Objective >>
Render every line of the rows below as a JSON list of strings, one string per line, with blank lines left out.

Source material >>
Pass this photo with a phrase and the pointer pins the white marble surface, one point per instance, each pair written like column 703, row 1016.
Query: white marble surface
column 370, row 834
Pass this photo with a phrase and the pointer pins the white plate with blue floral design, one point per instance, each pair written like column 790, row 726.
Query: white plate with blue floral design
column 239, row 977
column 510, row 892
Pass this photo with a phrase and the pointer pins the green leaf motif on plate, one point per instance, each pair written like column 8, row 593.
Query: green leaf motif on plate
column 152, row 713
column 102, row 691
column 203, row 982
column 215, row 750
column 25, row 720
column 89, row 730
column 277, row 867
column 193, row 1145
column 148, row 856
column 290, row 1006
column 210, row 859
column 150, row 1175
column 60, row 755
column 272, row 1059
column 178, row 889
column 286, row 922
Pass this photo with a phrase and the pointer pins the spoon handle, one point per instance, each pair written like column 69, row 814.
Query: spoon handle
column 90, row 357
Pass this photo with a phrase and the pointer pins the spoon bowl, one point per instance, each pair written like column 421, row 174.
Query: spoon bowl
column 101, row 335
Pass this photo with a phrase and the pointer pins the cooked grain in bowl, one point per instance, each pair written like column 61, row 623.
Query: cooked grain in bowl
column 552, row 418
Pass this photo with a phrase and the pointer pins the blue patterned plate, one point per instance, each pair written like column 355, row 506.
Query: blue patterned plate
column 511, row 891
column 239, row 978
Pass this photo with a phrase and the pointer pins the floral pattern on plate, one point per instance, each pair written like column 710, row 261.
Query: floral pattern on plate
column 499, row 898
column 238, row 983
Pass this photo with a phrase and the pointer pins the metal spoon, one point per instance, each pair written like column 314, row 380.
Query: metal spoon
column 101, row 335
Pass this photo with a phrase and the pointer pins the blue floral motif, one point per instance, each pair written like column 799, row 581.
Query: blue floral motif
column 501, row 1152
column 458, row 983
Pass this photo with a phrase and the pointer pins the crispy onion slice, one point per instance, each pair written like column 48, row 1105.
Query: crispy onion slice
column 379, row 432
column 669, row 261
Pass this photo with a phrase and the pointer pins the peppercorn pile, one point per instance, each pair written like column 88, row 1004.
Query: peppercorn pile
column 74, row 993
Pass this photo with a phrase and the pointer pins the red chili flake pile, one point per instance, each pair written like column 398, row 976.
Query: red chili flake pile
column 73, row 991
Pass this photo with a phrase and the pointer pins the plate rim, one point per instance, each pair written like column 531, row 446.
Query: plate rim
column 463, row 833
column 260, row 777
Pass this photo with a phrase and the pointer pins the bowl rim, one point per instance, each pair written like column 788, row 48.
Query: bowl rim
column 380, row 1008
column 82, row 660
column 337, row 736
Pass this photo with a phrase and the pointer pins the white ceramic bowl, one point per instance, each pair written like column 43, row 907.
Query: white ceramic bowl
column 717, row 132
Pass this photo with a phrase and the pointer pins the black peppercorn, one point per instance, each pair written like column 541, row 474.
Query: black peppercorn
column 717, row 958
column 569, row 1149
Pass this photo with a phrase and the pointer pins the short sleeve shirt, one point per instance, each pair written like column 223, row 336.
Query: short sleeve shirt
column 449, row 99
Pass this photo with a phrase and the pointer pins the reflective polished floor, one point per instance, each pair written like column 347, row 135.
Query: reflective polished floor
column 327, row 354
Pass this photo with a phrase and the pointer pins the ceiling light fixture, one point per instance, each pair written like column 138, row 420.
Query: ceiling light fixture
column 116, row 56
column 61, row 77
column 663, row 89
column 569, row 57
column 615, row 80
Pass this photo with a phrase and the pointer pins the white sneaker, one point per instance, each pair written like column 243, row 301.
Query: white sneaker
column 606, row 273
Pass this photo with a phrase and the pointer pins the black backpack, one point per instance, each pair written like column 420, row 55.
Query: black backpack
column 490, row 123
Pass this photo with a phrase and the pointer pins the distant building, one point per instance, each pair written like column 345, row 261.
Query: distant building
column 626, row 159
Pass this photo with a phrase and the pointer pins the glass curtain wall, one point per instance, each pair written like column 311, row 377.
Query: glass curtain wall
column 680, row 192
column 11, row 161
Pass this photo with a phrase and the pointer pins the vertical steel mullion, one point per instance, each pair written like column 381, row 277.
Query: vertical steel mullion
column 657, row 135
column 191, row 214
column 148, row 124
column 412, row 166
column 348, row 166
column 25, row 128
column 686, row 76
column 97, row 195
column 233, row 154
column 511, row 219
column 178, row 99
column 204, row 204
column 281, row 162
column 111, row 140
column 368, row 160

Worked answer >>
[
  "Pass this photo with a phrase and the pointer pins the white marble surface, one point per instance, each pair written like column 703, row 1016.",
  "Query: white marble surface",
  "column 370, row 834",
  "Pass this photo with a phrase and the pointer pins the white plate with blue floral design, one point per instance, each pair written like column 790, row 726.",
  "Query: white plate with blue floral design",
  "column 239, row 977",
  "column 510, row 892",
  "Pass this photo with a phrase and the pointer pins the green leaf motif on plate, one point per instance, each pair written like column 8, row 593.",
  "Query: green leaf motif on plate",
  "column 152, row 713",
  "column 102, row 691",
  "column 203, row 982",
  "column 215, row 750",
  "column 25, row 720",
  "column 89, row 730",
  "column 277, row 867",
  "column 193, row 1145",
  "column 148, row 856",
  "column 290, row 1006",
  "column 210, row 859",
  "column 150, row 1175",
  "column 60, row 755",
  "column 272, row 1059",
  "column 178, row 889",
  "column 286, row 922",
  "Pass this photo with a phrase and the pointer pins the spoon handle, one point per instance, each pair written like column 69, row 814.",
  "Query: spoon handle",
  "column 90, row 357",
  "Pass this photo with a phrase and the pointer pins the spoon bowl, one point per instance, each pair written like column 421, row 174.",
  "Query: spoon bowl",
  "column 101, row 335",
  "Pass this photo with a phrase and the pointer pins the cooked grain in bowl, one point per instance, each pair written like column 61, row 623.",
  "Query: cooked grain in bowl",
  "column 552, row 418",
  "Pass this photo with a phrase and the pointer pins the blue patterned plate, one point per instance, each pair written like column 355, row 506.",
  "Query: blue patterned plate",
  "column 511, row 891",
  "column 239, row 978",
  "Pass this photo with a phrase and the pointer pins the floral pattern on plate, one point per instance, each pair written like column 710, row 261.",
  "Query: floral pattern on plate",
  "column 499, row 898",
  "column 238, row 983",
  "Pass this photo with a phrase and the pointer pins the metal spoon, one point per instance, each pair written like column 314, row 380.",
  "Query: metal spoon",
  "column 101, row 335",
  "Pass this photo with a phrase and the pointer pins the blue floral motif, one point per instance, each pair written like column 799, row 581.",
  "Query: blue floral motif",
  "column 501, row 1152",
  "column 458, row 983",
  "Pass this photo with a phrase and the pointer pins the crispy onion slice, one point per instance, each pair written like column 48, row 1105.",
  "Query: crispy onion slice",
  "column 379, row 432",
  "column 669, row 261",
  "Pass this photo with a phrase and the pointer pins the peppercorn pile, one point per instance, each pair written like column 88, row 1004.",
  "Query: peppercorn pile",
  "column 74, row 993",
  "Pass this photo with a phrase and the pointer pins the red chili flake pile, one point per instance, each pair written like column 398, row 976.",
  "Query: red chili flake pile",
  "column 73, row 991",
  "Pass this photo with a phrase and the pointer pins the plate rim, one point per instance, each pair written like column 531, row 446.",
  "Query: plate rim",
  "column 463, row 833",
  "column 260, row 777",
  "Pass this photo with a phrase and the pointer pins the bowl rim, one point per instance, each pair written like column 788, row 48.",
  "Query: bowl rim",
  "column 380, row 1008",
  "column 82, row 660",
  "column 337, row 736",
  "Pass this photo with a phrase and the pointer pins the white ceramic bowl, one point per instance, each pair written like column 43, row 907.",
  "Query: white ceramic bowl",
  "column 717, row 132",
  "Pass this photo with a phrase and the pointer pins the black peppercorn, one point per instance, each pair written like column 541, row 474.",
  "Query: black peppercorn",
  "column 717, row 958",
  "column 569, row 1149",
  "Pass this photo with a phrase and the pointer pins the short sleeve shirt, one point per instance, each pair written like column 223, row 336.",
  "Query: short sleeve shirt",
  "column 449, row 99",
  "Pass this photo with a phrase and the pointer pins the reflective polished floor, one point per instance, each pair written like column 347, row 135.",
  "Query: reflective polished floor",
  "column 327, row 354",
  "Pass this photo with a phrase and the pointer pins the ceiling light fixture, one point per instance, each pair written like column 138, row 420.",
  "Query: ceiling light fixture",
  "column 116, row 56",
  "column 61, row 77",
  "column 663, row 89",
  "column 569, row 57",
  "column 615, row 80",
  "Pass this photo with a phrase and the pointer pins the white sneaker, one point per instance, each pair written like column 243, row 301.",
  "Query: white sneaker",
  "column 606, row 273",
  "Pass this photo with a phrase and the pointer pins the black backpack, one point per instance, each pair written like column 420, row 55.",
  "Query: black backpack",
  "column 490, row 123",
  "Pass this photo with a phrase and the pointer pins the distant building, one point per instance, each pair written like column 345, row 261.",
  "Query: distant building",
  "column 626, row 159",
  "Pass this photo with a phrase and the pointer pins the glass curtain wall, one point per instance, each pair written like column 311, row 377.",
  "Query: glass curtain wall",
  "column 680, row 192",
  "column 11, row 161",
  "Pass this photo with a phrase and the pointer pins the vertical steel mullion, one point per instance, each pair written like column 381, row 277.",
  "Query: vertical steel mullion",
  "column 657, row 135",
  "column 191, row 214",
  "column 148, row 124",
  "column 412, row 166",
  "column 348, row 166",
  "column 25, row 128",
  "column 686, row 76",
  "column 97, row 195",
  "column 233, row 154",
  "column 511, row 219",
  "column 178, row 99",
  "column 204, row 204",
  "column 281, row 162",
  "column 111, row 140",
  "column 368, row 160"
]